Page extract =>
Similarly, whether or not this was a United flight attendant is also of
absolutely zero relevance. They may have technically been an employee of
Shuttle America, but were part of the cabin crew and a representative of
United on that flight, working under the United brand and wearing United
uniforms. Therefore, when United releases a statement making no apology for
abhorrent behavior exhibited by their representative, it reflects directly on
them.

It may have nothing to do with this event, just as Chris Roberts tweeting that
he hacked into the in-flight entertainment system may have nothing to do with
this event. It's merely interesting that Wired explicitly ignored the actions
of United as having any possible relationship to this event.

------
cgy1
Hope it's not due to people using unopened cans of Diet Cokes as weapons.

------
gkanapathy
Pretty sure that if it was a hack or credible bomb threat, that they would not
have been flying again after only an hour. A scenario like that would suggest
just a normal IT glitch and a reboot/restart to fix and validate that it's
back to normal.

Stated goal =>
Answer these questions from the forum thread above:
(a) Which company may technically have employed the flight attendant?
(b) Who tweeted that he hacked into the in-flight entertainment system?
(c) After how long, according to gkanapathy, were the planes flying again?

[Items from a dataset]
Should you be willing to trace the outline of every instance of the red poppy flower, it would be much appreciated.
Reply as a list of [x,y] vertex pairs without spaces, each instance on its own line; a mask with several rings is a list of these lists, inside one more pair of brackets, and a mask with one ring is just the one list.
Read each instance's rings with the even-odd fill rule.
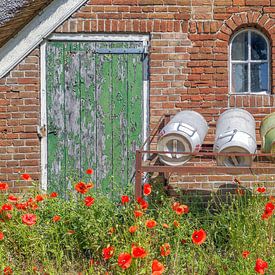
[[118,266],[120,266],[122,269],[127,269],[130,267],[132,262],[132,257],[129,253],[121,253],[118,256]]
[[143,215],[143,212],[141,212],[139,210],[135,210],[134,211],[134,215],[135,215],[136,218],[139,218],[139,217],[141,217]]
[[256,260],[256,264],[255,264],[254,270],[255,270],[257,273],[259,273],[259,274],[264,274],[266,268],[268,268],[267,262],[265,262],[264,260],[258,258],[258,259]]
[[242,253],[242,256],[245,259],[245,258],[248,257],[249,254],[250,254],[250,252],[248,250],[244,250],[243,253]]
[[164,272],[164,265],[158,260],[152,262],[152,275],[159,275]]
[[87,175],[92,175],[94,173],[94,170],[92,168],[89,168],[86,170]]
[[8,201],[9,201],[9,202],[17,202],[17,201],[18,201],[18,198],[15,197],[14,195],[9,195],[9,196],[8,196]]
[[0,190],[8,190],[9,185],[5,182],[0,182]]
[[33,198],[29,198],[26,202],[27,207],[29,207],[32,210],[36,210],[38,208],[37,203],[33,200]]
[[149,183],[143,185],[143,194],[144,196],[149,196],[152,192],[152,187]]
[[87,183],[86,186],[88,189],[90,189],[90,188],[94,188],[95,185],[92,182],[89,182],[89,183]]
[[163,257],[166,257],[168,255],[170,255],[171,250],[170,250],[170,244],[169,243],[164,243],[161,247],[160,247],[160,255]]
[[11,211],[12,210],[12,205],[11,204],[3,204],[3,206],[2,206],[2,210],[3,211]]
[[22,222],[28,226],[32,226],[36,223],[35,214],[25,214],[22,216]]
[[201,245],[206,240],[206,232],[203,229],[194,231],[192,241],[194,244]]
[[108,234],[112,235],[115,231],[116,229],[114,227],[111,227],[108,231]]
[[137,202],[138,202],[138,204],[140,205],[141,209],[146,210],[146,209],[148,208],[148,206],[149,206],[148,202],[145,201],[143,198],[140,198],[140,197],[139,197],[139,198],[137,199]]
[[4,272],[4,275],[11,275],[13,271],[10,266],[6,266],[3,272]]
[[169,225],[167,223],[162,224],[163,228],[169,228]]
[[267,220],[268,218],[270,218],[273,214],[274,208],[275,208],[274,204],[272,202],[268,202],[265,205],[265,211],[262,215],[262,220]]
[[42,195],[37,195],[37,196],[35,197],[35,200],[36,200],[37,202],[39,202],[39,201],[43,201],[44,198],[43,198]]
[[53,216],[53,221],[54,221],[54,222],[58,222],[58,221],[60,221],[60,220],[61,220],[61,217],[60,217],[60,216],[58,216],[58,215]]
[[272,212],[264,212],[262,215],[262,220],[268,220],[272,216]]
[[102,255],[104,260],[109,260],[113,257],[115,252],[115,248],[113,246],[109,246],[102,249]]
[[266,191],[265,187],[258,187],[257,188],[257,192],[259,192],[259,193],[264,193],[265,191]]
[[175,227],[179,227],[179,226],[180,226],[180,223],[179,223],[178,221],[174,221],[174,222],[173,222],[173,225],[174,225]]
[[147,221],[145,222],[145,225],[146,225],[146,227],[148,227],[148,228],[153,228],[153,227],[155,227],[155,226],[157,225],[157,222],[154,221],[154,220],[147,220]]
[[56,197],[58,197],[58,194],[57,194],[56,192],[52,192],[52,193],[50,194],[50,197],[51,197],[51,198],[56,198]]
[[185,239],[182,239],[180,242],[181,242],[181,244],[186,244],[187,243],[187,241]]
[[137,226],[132,225],[132,226],[129,227],[129,232],[130,232],[130,233],[133,234],[133,233],[135,233],[136,231],[137,231]]
[[88,191],[88,188],[84,182],[78,182],[74,188],[77,192],[81,194],[85,194]]
[[266,212],[273,212],[275,209],[275,205],[272,203],[272,202],[268,202],[266,205],[265,205],[265,211]]
[[27,203],[17,203],[15,204],[15,207],[18,210],[26,210],[28,206],[27,206]]
[[179,202],[174,202],[173,205],[172,205],[173,211],[176,211],[179,206],[180,206]]
[[92,197],[90,197],[90,196],[88,196],[88,197],[86,197],[86,198],[84,199],[84,202],[85,202],[85,205],[86,205],[86,206],[91,206],[91,205],[94,204],[95,199],[92,198]]
[[245,190],[241,188],[236,189],[236,194],[239,196],[243,196],[245,194]]
[[8,219],[8,220],[11,220],[12,215],[10,213],[6,213],[5,218]]
[[23,180],[31,180],[31,179],[32,179],[31,176],[30,176],[29,174],[22,174],[22,175],[21,175],[21,178],[22,178]]
[[141,246],[132,245],[133,258],[145,258],[147,256],[146,250]]
[[128,196],[121,196],[121,203],[126,204],[130,201],[130,198]]
[[176,208],[175,212],[178,215],[187,214],[189,212],[189,208],[187,205],[180,205]]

Result below =>
(a) Shuttle America
(b) Chris Roberts
(c) Only an hour